• Задание 1: Верните дословно отрывок из текста о преступниках в кино: начните со слов «Конечно же, авторы» и остановитесь после слов «душе у зрителя.».

• Фрагмент текста:
◇ ◇ ◇ ◇
Действительно, начиная с первых лет истории кино, образы преступников были ярче, интереснее, привлекательнее, нежели фигуры тех героев, которые были призваны охранять порядок. И даже когда авторы фильма выносили гангстерам и террористам не подлежащий обжалованию приговор, если не симпатии, то сопереживания зрителей, тем не менее, оставались на стороне колоритных злодеев.
Вспомним такую классическую ленту, как “Лицо со шрамом”, сделанную еще в 1931 году классиком американского кино Говардом Хоуксом. Прототипом главного героя Тони Камонте был знаменитый гангстер Аль Капоне. Сыгран Камонте был одним из величайших актеров мирового кино Полом Муни как фигура сложная, разрываемая противоречиями и личностно яркая, в известной мере трагическая. Естественно, что окружающие его персонажи, в том числе и полицейские, даже если их играли известные актеры, не могли сравниться по богатству разработанности характера с самим героем.
Конечно же, авторы были осторожны, они не только в титрах, но и в финале подчеркивали, что борьба против организованной преступности, гангстеризма есть задача всего общества и что фильм призван служить решению этой задачи. Но в эмоциях все было наоборот. Декларируемая цель и задача, прописная мораль, точно следуя теории Выготского, не совпадала с тем, что действительно оставалось в душе у зрителя.
◇ ◇ ◇ ◇
• Представленные данные:
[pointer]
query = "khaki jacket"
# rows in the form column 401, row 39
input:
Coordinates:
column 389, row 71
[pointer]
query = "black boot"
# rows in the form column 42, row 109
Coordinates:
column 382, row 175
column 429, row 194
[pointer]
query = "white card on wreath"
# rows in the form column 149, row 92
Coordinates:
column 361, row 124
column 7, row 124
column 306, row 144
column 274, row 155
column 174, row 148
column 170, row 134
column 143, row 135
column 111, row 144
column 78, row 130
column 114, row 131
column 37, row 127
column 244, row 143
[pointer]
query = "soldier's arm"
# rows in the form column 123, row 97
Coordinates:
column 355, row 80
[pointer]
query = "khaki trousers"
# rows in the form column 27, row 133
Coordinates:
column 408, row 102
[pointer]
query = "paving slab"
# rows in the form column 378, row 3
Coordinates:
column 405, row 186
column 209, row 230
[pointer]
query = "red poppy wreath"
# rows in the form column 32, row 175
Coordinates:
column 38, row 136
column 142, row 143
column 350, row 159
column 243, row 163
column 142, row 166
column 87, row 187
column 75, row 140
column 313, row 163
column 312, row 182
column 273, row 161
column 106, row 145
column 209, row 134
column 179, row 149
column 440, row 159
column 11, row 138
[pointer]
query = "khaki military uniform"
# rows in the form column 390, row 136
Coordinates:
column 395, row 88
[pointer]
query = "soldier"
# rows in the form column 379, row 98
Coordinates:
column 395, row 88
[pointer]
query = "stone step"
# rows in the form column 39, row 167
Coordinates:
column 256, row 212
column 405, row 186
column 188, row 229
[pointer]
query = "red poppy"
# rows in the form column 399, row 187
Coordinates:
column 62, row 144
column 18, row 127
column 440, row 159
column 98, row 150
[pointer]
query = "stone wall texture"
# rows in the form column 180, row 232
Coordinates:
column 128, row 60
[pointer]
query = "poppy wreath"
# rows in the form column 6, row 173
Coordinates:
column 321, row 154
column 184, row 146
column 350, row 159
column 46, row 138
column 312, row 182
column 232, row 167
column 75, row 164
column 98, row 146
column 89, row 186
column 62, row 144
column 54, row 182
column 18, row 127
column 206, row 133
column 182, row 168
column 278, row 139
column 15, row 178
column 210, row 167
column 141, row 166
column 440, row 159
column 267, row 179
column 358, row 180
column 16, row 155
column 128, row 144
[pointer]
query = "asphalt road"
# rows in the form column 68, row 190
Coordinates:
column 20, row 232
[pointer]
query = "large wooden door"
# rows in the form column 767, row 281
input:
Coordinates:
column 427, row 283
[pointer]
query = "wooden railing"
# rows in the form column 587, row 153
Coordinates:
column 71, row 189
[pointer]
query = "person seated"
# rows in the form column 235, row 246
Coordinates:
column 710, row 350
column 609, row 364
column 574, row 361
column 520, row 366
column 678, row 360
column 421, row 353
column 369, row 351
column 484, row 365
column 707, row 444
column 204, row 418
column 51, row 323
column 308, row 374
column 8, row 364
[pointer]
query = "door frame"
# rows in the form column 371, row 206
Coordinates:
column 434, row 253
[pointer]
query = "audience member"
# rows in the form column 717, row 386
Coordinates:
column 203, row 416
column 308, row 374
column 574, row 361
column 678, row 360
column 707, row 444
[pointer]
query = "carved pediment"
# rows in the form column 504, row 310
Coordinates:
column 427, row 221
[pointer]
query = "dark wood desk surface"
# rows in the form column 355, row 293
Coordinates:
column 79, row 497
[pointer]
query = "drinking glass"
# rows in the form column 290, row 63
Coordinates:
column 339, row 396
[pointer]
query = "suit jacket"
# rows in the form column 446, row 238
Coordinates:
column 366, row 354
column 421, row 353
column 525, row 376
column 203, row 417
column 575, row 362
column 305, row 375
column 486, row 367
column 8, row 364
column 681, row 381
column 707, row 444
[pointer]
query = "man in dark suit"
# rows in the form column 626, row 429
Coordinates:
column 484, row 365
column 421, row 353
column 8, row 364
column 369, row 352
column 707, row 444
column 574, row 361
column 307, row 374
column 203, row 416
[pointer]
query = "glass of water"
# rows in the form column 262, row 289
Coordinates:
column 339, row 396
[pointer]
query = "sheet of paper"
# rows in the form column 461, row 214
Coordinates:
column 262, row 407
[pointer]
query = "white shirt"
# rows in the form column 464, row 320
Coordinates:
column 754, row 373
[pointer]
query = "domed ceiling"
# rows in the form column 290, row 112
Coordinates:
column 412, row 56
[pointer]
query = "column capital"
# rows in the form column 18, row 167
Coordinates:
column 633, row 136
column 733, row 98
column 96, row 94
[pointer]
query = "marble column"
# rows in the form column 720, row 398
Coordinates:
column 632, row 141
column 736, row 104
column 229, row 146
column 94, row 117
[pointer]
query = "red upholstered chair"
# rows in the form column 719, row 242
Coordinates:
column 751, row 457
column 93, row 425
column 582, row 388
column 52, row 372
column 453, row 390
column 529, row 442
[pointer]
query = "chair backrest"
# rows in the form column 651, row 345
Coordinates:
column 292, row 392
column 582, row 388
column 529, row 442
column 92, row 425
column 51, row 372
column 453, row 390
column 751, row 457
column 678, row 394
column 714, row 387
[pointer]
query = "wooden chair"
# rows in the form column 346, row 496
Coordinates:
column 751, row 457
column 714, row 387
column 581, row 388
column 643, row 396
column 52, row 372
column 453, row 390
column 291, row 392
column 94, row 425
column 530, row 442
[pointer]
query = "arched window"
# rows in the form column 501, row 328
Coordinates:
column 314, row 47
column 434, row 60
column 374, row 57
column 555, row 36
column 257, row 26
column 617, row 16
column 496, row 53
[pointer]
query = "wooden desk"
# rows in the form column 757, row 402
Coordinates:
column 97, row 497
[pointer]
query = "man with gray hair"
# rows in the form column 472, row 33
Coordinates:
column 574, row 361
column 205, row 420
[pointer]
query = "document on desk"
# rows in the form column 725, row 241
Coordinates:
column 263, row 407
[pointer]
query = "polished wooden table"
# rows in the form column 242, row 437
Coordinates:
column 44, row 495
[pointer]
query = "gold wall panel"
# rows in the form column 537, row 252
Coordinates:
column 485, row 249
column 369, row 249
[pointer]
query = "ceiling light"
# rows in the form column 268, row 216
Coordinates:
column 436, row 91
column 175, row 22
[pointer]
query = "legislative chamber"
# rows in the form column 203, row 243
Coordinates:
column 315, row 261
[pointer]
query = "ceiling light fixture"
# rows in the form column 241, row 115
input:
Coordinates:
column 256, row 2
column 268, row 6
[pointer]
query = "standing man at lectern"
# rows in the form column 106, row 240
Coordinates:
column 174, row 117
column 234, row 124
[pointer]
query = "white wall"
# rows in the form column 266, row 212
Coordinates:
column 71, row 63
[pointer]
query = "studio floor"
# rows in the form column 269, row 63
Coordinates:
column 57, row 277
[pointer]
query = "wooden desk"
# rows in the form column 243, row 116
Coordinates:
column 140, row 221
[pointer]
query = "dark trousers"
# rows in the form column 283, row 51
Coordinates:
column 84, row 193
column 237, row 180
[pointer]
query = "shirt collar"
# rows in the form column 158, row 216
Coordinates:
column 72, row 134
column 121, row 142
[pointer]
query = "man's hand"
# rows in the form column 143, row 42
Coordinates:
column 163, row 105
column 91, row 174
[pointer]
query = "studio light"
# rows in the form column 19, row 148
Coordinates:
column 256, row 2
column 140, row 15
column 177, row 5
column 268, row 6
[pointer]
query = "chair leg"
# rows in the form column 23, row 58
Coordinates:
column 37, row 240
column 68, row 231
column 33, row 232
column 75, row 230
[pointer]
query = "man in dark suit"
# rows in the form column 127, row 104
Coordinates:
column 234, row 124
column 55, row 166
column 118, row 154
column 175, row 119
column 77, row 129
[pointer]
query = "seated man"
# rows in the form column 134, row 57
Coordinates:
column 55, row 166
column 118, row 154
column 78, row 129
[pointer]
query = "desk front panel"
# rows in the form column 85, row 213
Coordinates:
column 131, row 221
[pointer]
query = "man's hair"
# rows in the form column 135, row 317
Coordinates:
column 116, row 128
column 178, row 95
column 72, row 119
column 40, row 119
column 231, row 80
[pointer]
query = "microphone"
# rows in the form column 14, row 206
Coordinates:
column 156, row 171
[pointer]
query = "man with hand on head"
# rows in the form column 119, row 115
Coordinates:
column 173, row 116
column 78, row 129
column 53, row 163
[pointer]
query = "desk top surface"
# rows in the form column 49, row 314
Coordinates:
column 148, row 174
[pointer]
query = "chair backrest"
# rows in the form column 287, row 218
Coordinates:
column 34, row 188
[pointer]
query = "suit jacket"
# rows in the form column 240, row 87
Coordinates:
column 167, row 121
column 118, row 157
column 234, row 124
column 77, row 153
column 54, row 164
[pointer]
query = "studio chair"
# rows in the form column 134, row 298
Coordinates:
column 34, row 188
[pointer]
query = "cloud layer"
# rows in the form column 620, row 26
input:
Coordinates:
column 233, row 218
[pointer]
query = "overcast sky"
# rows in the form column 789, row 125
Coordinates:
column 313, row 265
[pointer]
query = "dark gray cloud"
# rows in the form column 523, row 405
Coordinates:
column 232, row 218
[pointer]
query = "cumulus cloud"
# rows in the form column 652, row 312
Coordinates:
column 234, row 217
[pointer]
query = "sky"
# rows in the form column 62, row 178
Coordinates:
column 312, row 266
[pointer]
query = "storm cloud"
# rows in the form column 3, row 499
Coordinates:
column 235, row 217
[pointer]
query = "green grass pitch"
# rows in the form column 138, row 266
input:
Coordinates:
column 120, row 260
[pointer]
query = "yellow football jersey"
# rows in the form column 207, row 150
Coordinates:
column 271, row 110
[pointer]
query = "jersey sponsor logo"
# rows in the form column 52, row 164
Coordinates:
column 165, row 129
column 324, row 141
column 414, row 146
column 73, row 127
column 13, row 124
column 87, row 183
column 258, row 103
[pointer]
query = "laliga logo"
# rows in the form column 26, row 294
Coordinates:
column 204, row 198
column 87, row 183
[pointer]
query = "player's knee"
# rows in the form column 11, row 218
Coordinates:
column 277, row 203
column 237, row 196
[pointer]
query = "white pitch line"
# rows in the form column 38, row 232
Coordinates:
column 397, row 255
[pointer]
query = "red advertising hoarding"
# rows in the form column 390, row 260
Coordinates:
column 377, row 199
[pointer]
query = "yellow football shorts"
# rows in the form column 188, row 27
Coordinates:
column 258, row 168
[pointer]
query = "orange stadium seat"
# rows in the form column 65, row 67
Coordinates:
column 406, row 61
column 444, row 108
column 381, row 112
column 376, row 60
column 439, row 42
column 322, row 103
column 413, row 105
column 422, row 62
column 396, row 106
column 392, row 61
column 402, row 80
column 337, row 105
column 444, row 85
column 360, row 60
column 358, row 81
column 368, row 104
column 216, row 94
◇ ◇ ◇ ◇
• Задание 2: Сколько строк в записях содержат слово «shirt»? Напишите только число.

• Итоговый результат 1:
Конечно же, авторы были осторожны, они не только в титрах, но и в финале подчеркивали, что борьба против организованной преступности, гангстеризма есть задача всего общества и что фильм призван служить решению этой задачи. Но в эмоциях все было наоборот. Декларируемая цель и задача, прописная мораль, точно следуя теории Выготского, не совпадала с тем, что действительно оставалось в душе у зрителя.

• Итоговый результат 2: 2